**Supplied entries**:
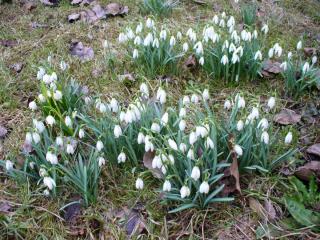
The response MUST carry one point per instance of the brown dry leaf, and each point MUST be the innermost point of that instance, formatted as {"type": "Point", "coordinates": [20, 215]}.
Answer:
{"type": "Point", "coordinates": [314, 149]}
{"type": "Point", "coordinates": [308, 170]}
{"type": "Point", "coordinates": [287, 116]}
{"type": "Point", "coordinates": [147, 162]}
{"type": "Point", "coordinates": [310, 51]}
{"type": "Point", "coordinates": [79, 50]}
{"type": "Point", "coordinates": [271, 67]}
{"type": "Point", "coordinates": [114, 9]}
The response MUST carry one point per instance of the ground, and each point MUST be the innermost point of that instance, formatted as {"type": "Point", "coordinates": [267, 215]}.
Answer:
{"type": "Point", "coordinates": [45, 30]}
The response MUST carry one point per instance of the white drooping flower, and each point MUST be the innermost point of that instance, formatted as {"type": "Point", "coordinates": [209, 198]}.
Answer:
{"type": "Point", "coordinates": [33, 106]}
{"type": "Point", "coordinates": [271, 102]}
{"type": "Point", "coordinates": [238, 150]}
{"type": "Point", "coordinates": [68, 121]}
{"type": "Point", "coordinates": [139, 184]}
{"type": "Point", "coordinates": [101, 161]}
{"type": "Point", "coordinates": [57, 95]}
{"type": "Point", "coordinates": [122, 157]}
{"type": "Point", "coordinates": [184, 192]}
{"type": "Point", "coordinates": [155, 127]}
{"type": "Point", "coordinates": [240, 125]}
{"type": "Point", "coordinates": [288, 138]}
{"type": "Point", "coordinates": [195, 173]}
{"type": "Point", "coordinates": [164, 119]}
{"type": "Point", "coordinates": [49, 182]}
{"type": "Point", "coordinates": [161, 96]}
{"type": "Point", "coordinates": [52, 158]}
{"type": "Point", "coordinates": [50, 120]}
{"type": "Point", "coordinates": [9, 165]}
{"type": "Point", "coordinates": [99, 146]}
{"type": "Point", "coordinates": [141, 137]}
{"type": "Point", "coordinates": [166, 186]}
{"type": "Point", "coordinates": [173, 144]}
{"type": "Point", "coordinates": [117, 131]}
{"type": "Point", "coordinates": [70, 149]}
{"type": "Point", "coordinates": [204, 187]}
{"type": "Point", "coordinates": [182, 125]}
{"type": "Point", "coordinates": [227, 104]}
{"type": "Point", "coordinates": [265, 137]}
{"type": "Point", "coordinates": [192, 138]}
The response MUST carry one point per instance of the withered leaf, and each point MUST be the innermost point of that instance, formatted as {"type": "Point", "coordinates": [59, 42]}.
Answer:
{"type": "Point", "coordinates": [114, 9]}
{"type": "Point", "coordinates": [314, 149]}
{"type": "Point", "coordinates": [287, 116]}
{"type": "Point", "coordinates": [79, 50]}
{"type": "Point", "coordinates": [147, 162]}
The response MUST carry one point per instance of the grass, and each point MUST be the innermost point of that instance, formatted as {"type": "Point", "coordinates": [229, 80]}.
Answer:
{"type": "Point", "coordinates": [35, 217]}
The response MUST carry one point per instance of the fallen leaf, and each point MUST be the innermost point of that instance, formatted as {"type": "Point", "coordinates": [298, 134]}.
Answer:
{"type": "Point", "coordinates": [310, 51]}
{"type": "Point", "coordinates": [79, 50]}
{"type": "Point", "coordinates": [287, 116]}
{"type": "Point", "coordinates": [271, 67]}
{"type": "Point", "coordinates": [308, 170]}
{"type": "Point", "coordinates": [3, 131]}
{"type": "Point", "coordinates": [147, 162]}
{"type": "Point", "coordinates": [314, 149]}
{"type": "Point", "coordinates": [114, 9]}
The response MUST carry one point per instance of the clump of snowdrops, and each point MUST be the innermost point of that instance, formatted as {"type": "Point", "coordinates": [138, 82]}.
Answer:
{"type": "Point", "coordinates": [192, 146]}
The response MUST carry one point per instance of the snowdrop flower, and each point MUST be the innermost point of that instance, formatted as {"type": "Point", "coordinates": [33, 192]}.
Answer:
{"type": "Point", "coordinates": [41, 72]}
{"type": "Point", "coordinates": [101, 161]}
{"type": "Point", "coordinates": [149, 23]}
{"type": "Point", "coordinates": [68, 121]}
{"type": "Point", "coordinates": [135, 54]}
{"type": "Point", "coordinates": [182, 125]}
{"type": "Point", "coordinates": [227, 104]}
{"type": "Point", "coordinates": [33, 106]}
{"type": "Point", "coordinates": [52, 158]}
{"type": "Point", "coordinates": [140, 139]}
{"type": "Point", "coordinates": [194, 98]}
{"type": "Point", "coordinates": [271, 102]}
{"type": "Point", "coordinates": [299, 45]}
{"type": "Point", "coordinates": [183, 147]}
{"type": "Point", "coordinates": [36, 137]}
{"type": "Point", "coordinates": [192, 138]}
{"type": "Point", "coordinates": [204, 187]}
{"type": "Point", "coordinates": [173, 144]}
{"type": "Point", "coordinates": [63, 65]}
{"type": "Point", "coordinates": [50, 120]}
{"type": "Point", "coordinates": [155, 127]}
{"type": "Point", "coordinates": [184, 192]}
{"type": "Point", "coordinates": [305, 68]}
{"type": "Point", "coordinates": [265, 29]}
{"type": "Point", "coordinates": [258, 55]}
{"type": "Point", "coordinates": [224, 60]}
{"type": "Point", "coordinates": [122, 157]}
{"type": "Point", "coordinates": [99, 146]}
{"type": "Point", "coordinates": [190, 154]}
{"type": "Point", "coordinates": [166, 186]}
{"type": "Point", "coordinates": [209, 143]}
{"type": "Point", "coordinates": [49, 182]}
{"type": "Point", "coordinates": [195, 173]}
{"type": "Point", "coordinates": [70, 149]}
{"type": "Point", "coordinates": [9, 165]}
{"type": "Point", "coordinates": [165, 119]}
{"type": "Point", "coordinates": [59, 141]}
{"type": "Point", "coordinates": [161, 96]}
{"type": "Point", "coordinates": [238, 150]}
{"type": "Point", "coordinates": [240, 125]}
{"type": "Point", "coordinates": [172, 41]}
{"type": "Point", "coordinates": [201, 61]}
{"type": "Point", "coordinates": [117, 131]}
{"type": "Point", "coordinates": [265, 137]}
{"type": "Point", "coordinates": [288, 138]}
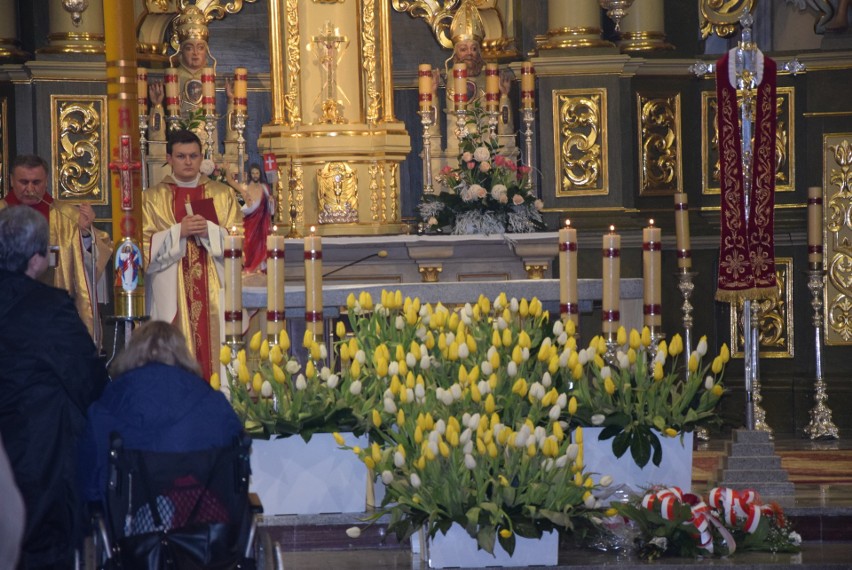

**Task brief**: Without the pictures, set down every entry exactly.

**Response**:
The response MUST carry one point per instance of the brown dry leaf, and each point MUST be the innermost point of that instance, formatted as {"type": "Point", "coordinates": [20, 215]}.
Answer:
{"type": "Point", "coordinates": [314, 149]}
{"type": "Point", "coordinates": [308, 170]}
{"type": "Point", "coordinates": [287, 116]}
{"type": "Point", "coordinates": [147, 162]}
{"type": "Point", "coordinates": [310, 51]}
{"type": "Point", "coordinates": [79, 50]}
{"type": "Point", "coordinates": [271, 67]}
{"type": "Point", "coordinates": [114, 9]}
The response MUST carry one point per instance of the ground, and each point MUST be the innermost point of that instance, formatted as {"type": "Point", "coordinates": [267, 215]}.
Answer:
{"type": "Point", "coordinates": [45, 30]}
The response MUST carry one point per instance of the white drooping flower, and each point MUST be the innermost point of that instance, formatted as {"type": "Point", "coordinates": [209, 198]}.
Answer:
{"type": "Point", "coordinates": [33, 106]}
{"type": "Point", "coordinates": [271, 102]}
{"type": "Point", "coordinates": [238, 150]}
{"type": "Point", "coordinates": [68, 121]}
{"type": "Point", "coordinates": [139, 184]}
{"type": "Point", "coordinates": [101, 161]}
{"type": "Point", "coordinates": [57, 95]}
{"type": "Point", "coordinates": [122, 157]}
{"type": "Point", "coordinates": [184, 192]}
{"type": "Point", "coordinates": [155, 127]}
{"type": "Point", "coordinates": [240, 125]}
{"type": "Point", "coordinates": [288, 138]}
{"type": "Point", "coordinates": [195, 173]}
{"type": "Point", "coordinates": [164, 119]}
{"type": "Point", "coordinates": [49, 182]}
{"type": "Point", "coordinates": [161, 96]}
{"type": "Point", "coordinates": [52, 158]}
{"type": "Point", "coordinates": [50, 120]}
{"type": "Point", "coordinates": [9, 165]}
{"type": "Point", "coordinates": [99, 146]}
{"type": "Point", "coordinates": [141, 137]}
{"type": "Point", "coordinates": [166, 186]}
{"type": "Point", "coordinates": [173, 144]}
{"type": "Point", "coordinates": [117, 131]}
{"type": "Point", "coordinates": [70, 149]}
{"type": "Point", "coordinates": [204, 187]}
{"type": "Point", "coordinates": [182, 125]}
{"type": "Point", "coordinates": [227, 104]}
{"type": "Point", "coordinates": [265, 137]}
{"type": "Point", "coordinates": [192, 138]}
The response MUST carry one point per instance of the withered leaf, and each point MUST be the innermost point of that instance, formatted as {"type": "Point", "coordinates": [59, 42]}.
Answer:
{"type": "Point", "coordinates": [114, 9]}
{"type": "Point", "coordinates": [314, 149]}
{"type": "Point", "coordinates": [287, 116]}
{"type": "Point", "coordinates": [79, 50]}
{"type": "Point", "coordinates": [147, 162]}
The response MUST carry one point per instance of the grass, and each point MUST be the innermost point of that instance, formatted as {"type": "Point", "coordinates": [229, 80]}.
Answer:
{"type": "Point", "coordinates": [35, 217]}
The response MUST carry one point per instance of the fallen leaf, and each point MUST be the innermost point of that instance, formatted as {"type": "Point", "coordinates": [298, 134]}.
Answer:
{"type": "Point", "coordinates": [310, 51]}
{"type": "Point", "coordinates": [79, 50]}
{"type": "Point", "coordinates": [287, 116]}
{"type": "Point", "coordinates": [271, 67]}
{"type": "Point", "coordinates": [308, 170]}
{"type": "Point", "coordinates": [3, 131]}
{"type": "Point", "coordinates": [147, 162]}
{"type": "Point", "coordinates": [314, 149]}
{"type": "Point", "coordinates": [114, 9]}
The response MUST carry one point per instance of the clump of snowdrops, and each point MUST be the innermost point of that instance, formatted as {"type": "Point", "coordinates": [138, 82]}.
Answer:
{"type": "Point", "coordinates": [192, 146]}
The response MUST carry one point per instance of the snowdrop flower, and each point MUST be the innermost point of that instance, formatted as {"type": "Point", "coordinates": [33, 192]}.
Answer:
{"type": "Point", "coordinates": [41, 72]}
{"type": "Point", "coordinates": [101, 161]}
{"type": "Point", "coordinates": [149, 23]}
{"type": "Point", "coordinates": [68, 121]}
{"type": "Point", "coordinates": [135, 54]}
{"type": "Point", "coordinates": [182, 125]}
{"type": "Point", "coordinates": [227, 104]}
{"type": "Point", "coordinates": [33, 106]}
{"type": "Point", "coordinates": [52, 158]}
{"type": "Point", "coordinates": [140, 139]}
{"type": "Point", "coordinates": [194, 98]}
{"type": "Point", "coordinates": [271, 102]}
{"type": "Point", "coordinates": [299, 45]}
{"type": "Point", "coordinates": [183, 147]}
{"type": "Point", "coordinates": [36, 137]}
{"type": "Point", "coordinates": [192, 138]}
{"type": "Point", "coordinates": [204, 187]}
{"type": "Point", "coordinates": [173, 144]}
{"type": "Point", "coordinates": [63, 65]}
{"type": "Point", "coordinates": [50, 120]}
{"type": "Point", "coordinates": [155, 127]}
{"type": "Point", "coordinates": [184, 192]}
{"type": "Point", "coordinates": [305, 68]}
{"type": "Point", "coordinates": [265, 29]}
{"type": "Point", "coordinates": [258, 55]}
{"type": "Point", "coordinates": [224, 60]}
{"type": "Point", "coordinates": [122, 157]}
{"type": "Point", "coordinates": [99, 146]}
{"type": "Point", "coordinates": [190, 154]}
{"type": "Point", "coordinates": [166, 186]}
{"type": "Point", "coordinates": [209, 143]}
{"type": "Point", "coordinates": [49, 182]}
{"type": "Point", "coordinates": [195, 173]}
{"type": "Point", "coordinates": [70, 149]}
{"type": "Point", "coordinates": [9, 165]}
{"type": "Point", "coordinates": [165, 119]}
{"type": "Point", "coordinates": [59, 141]}
{"type": "Point", "coordinates": [161, 96]}
{"type": "Point", "coordinates": [238, 150]}
{"type": "Point", "coordinates": [240, 125]}
{"type": "Point", "coordinates": [172, 41]}
{"type": "Point", "coordinates": [201, 61]}
{"type": "Point", "coordinates": [117, 131]}
{"type": "Point", "coordinates": [265, 137]}
{"type": "Point", "coordinates": [288, 138]}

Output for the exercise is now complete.